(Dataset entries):

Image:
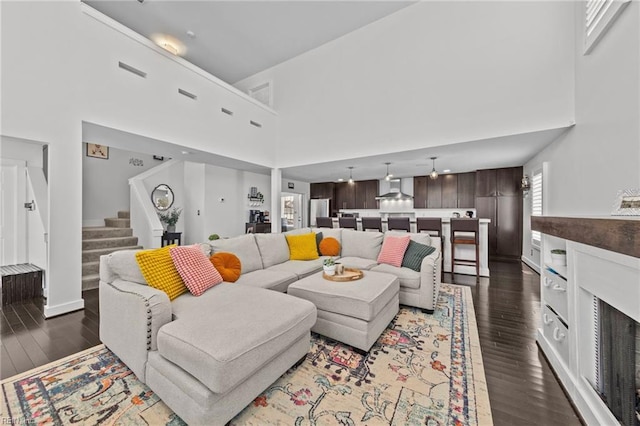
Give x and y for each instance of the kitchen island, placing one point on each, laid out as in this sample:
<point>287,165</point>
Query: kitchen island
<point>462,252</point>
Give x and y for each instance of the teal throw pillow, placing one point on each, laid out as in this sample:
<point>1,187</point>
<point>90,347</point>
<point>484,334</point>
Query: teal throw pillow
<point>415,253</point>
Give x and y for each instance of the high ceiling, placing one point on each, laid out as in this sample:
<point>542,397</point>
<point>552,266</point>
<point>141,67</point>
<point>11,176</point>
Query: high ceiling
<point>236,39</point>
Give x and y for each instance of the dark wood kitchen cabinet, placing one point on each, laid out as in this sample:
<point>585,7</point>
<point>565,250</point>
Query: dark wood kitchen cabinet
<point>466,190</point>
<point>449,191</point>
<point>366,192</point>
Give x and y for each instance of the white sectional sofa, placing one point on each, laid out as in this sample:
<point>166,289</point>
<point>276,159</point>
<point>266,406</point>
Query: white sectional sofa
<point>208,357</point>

(WHAT THE TASK REQUIRES):
A faithful, word-for-word version of the records above is needed, with no images in it.

(TASK OUTPUT):
Image:
Give x and y for each instance of the kitchen island, placing one point on each, laid out as in this sample:
<point>287,165</point>
Query: kitchen island
<point>462,252</point>
Give x and y for each instance of the teal throw pillow, placing one point on each, laid out as in this sample:
<point>1,187</point>
<point>90,347</point>
<point>484,334</point>
Query: teal throw pillow
<point>415,253</point>
Give x and y for each instance of the high ceiling, placing one point on each, laid out as in this sample:
<point>542,397</point>
<point>552,266</point>
<point>141,67</point>
<point>11,176</point>
Query: high ceiling
<point>236,39</point>
Give x and y for each instance of the dark wood kitchen cabinet, placing one point on each, laid out as in this sample:
<point>585,7</point>
<point>565,250</point>
Query: dark wood kitchen cabinet
<point>466,190</point>
<point>449,191</point>
<point>366,192</point>
Give x and y for each instance of the white sectional sofa, placing one point on each, laid out as in this sample:
<point>166,289</point>
<point>276,159</point>
<point>266,406</point>
Query: white sectional sofa
<point>208,357</point>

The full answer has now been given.